#### [Exercise]
Output all the data exactly as it appears below.

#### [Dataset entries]
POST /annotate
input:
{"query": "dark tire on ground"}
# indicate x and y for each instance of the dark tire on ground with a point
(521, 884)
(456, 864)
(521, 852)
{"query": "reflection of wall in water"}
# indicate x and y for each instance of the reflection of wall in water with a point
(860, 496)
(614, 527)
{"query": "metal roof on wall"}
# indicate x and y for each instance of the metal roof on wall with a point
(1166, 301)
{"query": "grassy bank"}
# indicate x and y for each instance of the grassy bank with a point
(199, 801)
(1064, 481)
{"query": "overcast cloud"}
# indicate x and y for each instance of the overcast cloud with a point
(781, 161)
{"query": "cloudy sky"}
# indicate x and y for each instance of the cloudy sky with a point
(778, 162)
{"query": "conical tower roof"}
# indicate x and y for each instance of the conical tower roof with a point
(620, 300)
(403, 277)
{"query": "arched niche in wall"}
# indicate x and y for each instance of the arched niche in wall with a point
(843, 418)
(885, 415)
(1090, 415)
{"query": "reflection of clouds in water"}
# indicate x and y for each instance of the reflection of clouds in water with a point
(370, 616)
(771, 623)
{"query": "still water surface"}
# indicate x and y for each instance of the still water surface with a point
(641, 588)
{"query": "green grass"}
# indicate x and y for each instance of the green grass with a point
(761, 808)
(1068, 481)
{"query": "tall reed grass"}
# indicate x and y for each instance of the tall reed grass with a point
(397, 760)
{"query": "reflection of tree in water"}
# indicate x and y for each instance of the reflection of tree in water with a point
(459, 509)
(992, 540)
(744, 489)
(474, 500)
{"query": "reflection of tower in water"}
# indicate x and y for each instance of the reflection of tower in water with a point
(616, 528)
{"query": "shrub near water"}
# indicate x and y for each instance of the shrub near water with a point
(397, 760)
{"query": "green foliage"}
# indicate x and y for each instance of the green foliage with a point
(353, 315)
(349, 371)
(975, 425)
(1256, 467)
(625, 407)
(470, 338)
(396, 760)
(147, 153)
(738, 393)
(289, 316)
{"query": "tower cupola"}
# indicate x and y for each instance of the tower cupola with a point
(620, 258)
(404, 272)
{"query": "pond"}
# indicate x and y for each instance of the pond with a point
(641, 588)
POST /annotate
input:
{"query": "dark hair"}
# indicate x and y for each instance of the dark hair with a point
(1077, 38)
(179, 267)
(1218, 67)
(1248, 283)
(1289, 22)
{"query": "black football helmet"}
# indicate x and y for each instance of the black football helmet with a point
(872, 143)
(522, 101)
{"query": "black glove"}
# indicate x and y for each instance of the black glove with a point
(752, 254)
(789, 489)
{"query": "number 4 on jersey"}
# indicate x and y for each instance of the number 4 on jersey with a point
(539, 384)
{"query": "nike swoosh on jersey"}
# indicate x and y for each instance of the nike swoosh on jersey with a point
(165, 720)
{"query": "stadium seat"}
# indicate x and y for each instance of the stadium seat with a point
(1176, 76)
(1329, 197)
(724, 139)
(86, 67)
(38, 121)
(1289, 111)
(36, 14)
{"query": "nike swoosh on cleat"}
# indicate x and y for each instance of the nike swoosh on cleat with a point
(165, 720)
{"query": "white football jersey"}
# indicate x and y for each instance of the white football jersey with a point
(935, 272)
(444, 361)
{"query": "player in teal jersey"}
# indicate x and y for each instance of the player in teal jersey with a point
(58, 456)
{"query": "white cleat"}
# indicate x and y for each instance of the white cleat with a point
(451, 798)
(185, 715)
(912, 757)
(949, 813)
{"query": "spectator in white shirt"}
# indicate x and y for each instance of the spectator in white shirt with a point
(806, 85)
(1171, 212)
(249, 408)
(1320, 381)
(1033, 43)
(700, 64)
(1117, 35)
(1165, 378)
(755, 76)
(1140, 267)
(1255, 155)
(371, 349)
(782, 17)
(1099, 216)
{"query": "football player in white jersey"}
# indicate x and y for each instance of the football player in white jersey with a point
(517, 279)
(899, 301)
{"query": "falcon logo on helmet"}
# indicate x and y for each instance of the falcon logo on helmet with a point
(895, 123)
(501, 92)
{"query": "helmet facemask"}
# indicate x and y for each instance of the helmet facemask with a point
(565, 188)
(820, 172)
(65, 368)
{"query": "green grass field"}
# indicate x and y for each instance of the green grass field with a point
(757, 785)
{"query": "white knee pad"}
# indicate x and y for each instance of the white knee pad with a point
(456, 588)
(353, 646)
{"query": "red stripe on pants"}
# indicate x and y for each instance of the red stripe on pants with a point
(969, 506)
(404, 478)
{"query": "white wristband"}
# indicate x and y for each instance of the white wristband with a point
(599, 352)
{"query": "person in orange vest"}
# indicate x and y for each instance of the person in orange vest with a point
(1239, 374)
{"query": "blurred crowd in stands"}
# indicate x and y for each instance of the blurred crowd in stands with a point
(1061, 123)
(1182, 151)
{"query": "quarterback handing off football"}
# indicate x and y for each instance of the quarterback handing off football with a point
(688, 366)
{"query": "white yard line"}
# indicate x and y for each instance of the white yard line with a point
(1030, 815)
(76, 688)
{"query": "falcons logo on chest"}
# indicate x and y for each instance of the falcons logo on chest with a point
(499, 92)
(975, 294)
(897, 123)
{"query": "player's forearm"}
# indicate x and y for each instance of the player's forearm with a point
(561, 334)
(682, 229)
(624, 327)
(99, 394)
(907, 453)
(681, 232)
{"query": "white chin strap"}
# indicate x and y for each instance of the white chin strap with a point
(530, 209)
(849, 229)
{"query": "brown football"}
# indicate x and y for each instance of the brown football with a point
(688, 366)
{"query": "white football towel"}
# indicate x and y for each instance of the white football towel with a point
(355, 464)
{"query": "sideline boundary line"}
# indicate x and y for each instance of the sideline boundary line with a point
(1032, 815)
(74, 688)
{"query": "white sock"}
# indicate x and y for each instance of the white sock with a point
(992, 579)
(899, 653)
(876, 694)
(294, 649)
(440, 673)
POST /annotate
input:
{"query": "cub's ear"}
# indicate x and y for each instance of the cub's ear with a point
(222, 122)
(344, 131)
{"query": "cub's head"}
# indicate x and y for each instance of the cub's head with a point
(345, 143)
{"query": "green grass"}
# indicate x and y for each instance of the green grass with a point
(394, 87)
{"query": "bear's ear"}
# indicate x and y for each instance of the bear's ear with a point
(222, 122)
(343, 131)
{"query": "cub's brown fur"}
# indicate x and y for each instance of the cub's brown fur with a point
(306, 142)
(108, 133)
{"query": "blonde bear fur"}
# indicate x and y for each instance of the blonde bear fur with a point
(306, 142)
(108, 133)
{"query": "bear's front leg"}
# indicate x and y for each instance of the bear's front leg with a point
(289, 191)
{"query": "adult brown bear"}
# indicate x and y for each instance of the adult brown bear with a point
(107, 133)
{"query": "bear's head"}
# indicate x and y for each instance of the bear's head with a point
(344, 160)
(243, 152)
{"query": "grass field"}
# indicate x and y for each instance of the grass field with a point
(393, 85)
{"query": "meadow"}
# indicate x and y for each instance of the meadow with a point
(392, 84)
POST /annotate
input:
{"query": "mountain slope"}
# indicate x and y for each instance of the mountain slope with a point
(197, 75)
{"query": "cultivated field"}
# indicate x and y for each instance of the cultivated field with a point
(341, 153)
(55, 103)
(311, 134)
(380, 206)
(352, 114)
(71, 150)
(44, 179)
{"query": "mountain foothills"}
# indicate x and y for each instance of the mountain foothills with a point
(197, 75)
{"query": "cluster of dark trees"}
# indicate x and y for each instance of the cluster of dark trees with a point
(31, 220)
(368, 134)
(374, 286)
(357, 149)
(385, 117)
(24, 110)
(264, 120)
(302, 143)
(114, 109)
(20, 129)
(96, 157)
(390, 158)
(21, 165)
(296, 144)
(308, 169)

#### [Solved exercise]
POST /annotate
input:
{"query": "dark tire on ground"}
# indicate x and y for each instance of the dark tire on ground with a point
(521, 884)
(456, 864)
(521, 852)
{"query": "reflection of wall in water"}
# indicate x and y for each instance of the reflection of wall in water with a point
(860, 496)
(614, 527)
{"query": "metal roof on wall"}
# indicate x and y for each instance of the metal roof on wall with a point
(1166, 301)
{"query": "grassy bank"}
# indicate x and y for each instance of the grassy bank with a point
(199, 801)
(1064, 481)
{"query": "overcast cloud"}
# indicate x and y for each instance of the overcast cloud with a point
(781, 161)
{"query": "cloudy sky"}
# indicate x and y for each instance of the cloudy sky with a point
(778, 162)
{"query": "conical tower roof"}
# indicate x and y for each instance of the conical tower roof with a point
(620, 300)
(403, 277)
{"query": "arched niche in wall"}
# indicate x and y for each instance of the arched niche in wall with a point
(843, 418)
(885, 415)
(1090, 415)
{"query": "reflection of clouds in water"}
# indicate x and y for each instance of the reflection of clouds in water with a point
(370, 616)
(771, 623)
{"query": "still water surface"}
# indicate x and y for each instance of the still water surface with a point
(641, 588)
{"query": "green grass"}
# indicate x and y for each instance of the green grass with a point
(761, 808)
(1068, 481)
{"query": "tall reed grass"}
# indicate x and y for each instance of the tall reed grass with a point
(397, 760)
{"query": "reflection of tree in water"}
# indicate x and y for each instance of the reflection of tree in water with a point
(459, 509)
(992, 540)
(744, 489)
(474, 500)
{"query": "reflection of tower in water"}
# indicate x and y for each instance of the reflection of tower in water with a point
(616, 528)
{"query": "shrub near water"}
# indicate x and y for each instance of the shrub near water with a point
(397, 760)
{"query": "green foliage"}
# indicate x and y for each instance of the green foliage with a point
(353, 315)
(349, 371)
(975, 425)
(1256, 467)
(625, 407)
(470, 338)
(396, 760)
(147, 153)
(738, 393)
(289, 316)
{"query": "tower cupola"}
# indicate x and y for each instance of the tower cupola with a point
(620, 258)
(404, 272)
{"query": "pond"}
# indicate x and y for each instance of the pond with a point
(641, 588)
POST /annotate
input:
{"query": "dark hair"}
# indicate x and y for each instance of the dark hair with a point
(1077, 38)
(179, 267)
(1218, 67)
(1248, 283)
(1289, 22)
{"query": "black football helmet"}
# indicate x and y for each instance of the black football helmet with a point
(872, 143)
(522, 101)
{"query": "black glove"}
# indicate x and y for each instance of the black glove with a point
(752, 254)
(789, 489)
{"query": "number 4 on jersey"}
# indicate x and y for each instance of the number 4 on jersey with a point
(539, 384)
{"query": "nike swoosh on jersey"}
# indicate x and y for each instance of the nike swoosh on jersey with a point
(165, 720)
{"query": "stadium seat"}
# indicate x and y for each instance of the stadium seat with a point
(1176, 76)
(1329, 197)
(724, 139)
(86, 67)
(38, 121)
(1289, 111)
(36, 14)
{"query": "nike swoosh on cleat"}
# indicate x and y for each instance of the nike swoosh on cleat with a point
(165, 720)
{"query": "white football jersey"}
# indicate x and y for each instance of the white football jersey with a point
(935, 272)
(444, 361)
{"query": "player in teal jersey"}
# indicate x and y for each instance of the player in teal jersey with a point
(58, 456)
{"query": "white cleat"}
# indicate x and y for each instance of the white cleat with a point
(451, 798)
(185, 715)
(912, 757)
(949, 813)
{"query": "spectator in white shirt"}
# indicate x and y for each instance of the spectator in white shirt with a point
(806, 85)
(1171, 212)
(249, 408)
(1320, 381)
(1033, 43)
(700, 64)
(1117, 35)
(1165, 378)
(755, 76)
(1140, 267)
(1255, 155)
(371, 349)
(782, 17)
(1099, 216)
{"query": "football player in white jersey"}
# indicate x and y for each instance of the football player in white jersey with a point
(517, 279)
(899, 301)
{"query": "falcon logo on helmet"}
# indicate x and y for each instance of the falcon logo on helmet with a point
(895, 123)
(501, 92)
{"query": "helmet facemask"}
# indicate x and y for each instance of the helmet facemask with a point
(565, 188)
(820, 172)
(65, 368)
{"query": "green grass field"}
# indicate x and y for each instance of the green grass field with a point
(757, 785)
{"query": "white knee pad"}
# indicate x and y for each instance of the white knee pad with a point
(456, 588)
(353, 646)
{"query": "red stripe on pants"}
# indicate x and y for each instance of the red stripe on pants with a point
(969, 506)
(404, 478)
{"query": "white wristband"}
# indicate x and y for each instance of the white wristband with a point
(599, 352)
{"query": "person in orange vest"}
# indicate x and y for each instance of the person in orange vest with a point
(1239, 374)
{"query": "blurred crowd in stands"}
# indicate x and y for each instance of the blurred crowd in stands with a point
(1061, 123)
(1182, 151)
{"query": "quarterback handing off football"}
# indicate x and y for each instance of the quarterback handing off football with a point
(688, 366)
{"query": "white yard line"}
# indicate x and y for each instance of the white yard line with a point
(1030, 815)
(76, 688)
{"query": "falcons logo on chest"}
# indicate x and y for each instance of the falcons logo on chest with a point
(499, 92)
(975, 294)
(897, 123)
{"query": "player's forearm"}
# indicate x and y for each instance of the player's forearm with a point
(561, 334)
(682, 229)
(624, 327)
(99, 394)
(907, 453)
(681, 232)
{"query": "white chin strap"}
# indicate x and y for each instance of the white chin strap with a point
(530, 209)
(849, 229)
{"query": "brown football"}
# indicate x and y for each instance of the brown football with a point
(688, 366)
{"query": "white football towel"}
# indicate x and y for each instance of the white football towel with a point
(355, 464)
{"query": "sideline boundary line"}
# indicate x and y for each instance of the sideline boundary line with a point
(1032, 815)
(74, 688)
{"query": "white sock"}
# indicate x and y for each instance of the white sock with a point
(992, 579)
(899, 653)
(876, 694)
(294, 649)
(440, 673)
POST /annotate
input:
{"query": "cub's ear"}
# indicate x and y for each instance of the cub's ear with a point
(222, 122)
(344, 131)
{"query": "cub's head"}
# indicate x and y for each instance of the cub's head with a point
(345, 143)
{"query": "green grass"}
# indicate x and y for each instance of the green grass with a point
(394, 87)
{"query": "bear's ear"}
# indicate x and y for each instance of the bear's ear with a point
(222, 122)
(343, 131)
{"query": "cub's brown fur"}
# indicate x and y for each instance of the cub's brown fur with a point
(306, 142)
(108, 133)
{"query": "blonde bear fur"}
# indicate x and y for each instance of the blonde bear fur with a point
(306, 142)
(108, 133)
{"query": "bear's front leg"}
# indicate x and y for each instance of the bear's front leg with a point
(289, 191)
{"query": "adult brown bear"}
# indicate x and y for each instance of the adult brown bear with a point
(107, 133)
{"query": "bear's head"}
# indicate x and y for each instance of the bear's head with a point
(344, 160)
(243, 152)
{"query": "grass field"}
# indicate x and y for each instance of the grass field with a point
(393, 85)
{"query": "meadow"}
# indicate x and y for each instance of the meadow with a point
(392, 84)
POST /annotate
input:
{"query": "mountain slope"}
# indicate x and y for each instance of the mountain slope with a point
(197, 75)
{"query": "cultivated field"}
# indicate x and y for each instance of the cultivated field with a point
(341, 153)
(55, 103)
(311, 134)
(380, 206)
(352, 114)
(71, 150)
(44, 179)
{"query": "mountain foothills"}
# indicate x and y for each instance of the mountain foothills with a point
(197, 75)
{"query": "cluster of dark trees"}
# indicate x and y for each instance of the cluster of dark trees with a point
(31, 220)
(368, 134)
(374, 286)
(357, 149)
(385, 117)
(24, 110)
(264, 120)
(302, 143)
(114, 109)
(20, 129)
(96, 157)
(390, 158)
(21, 165)
(296, 144)
(308, 169)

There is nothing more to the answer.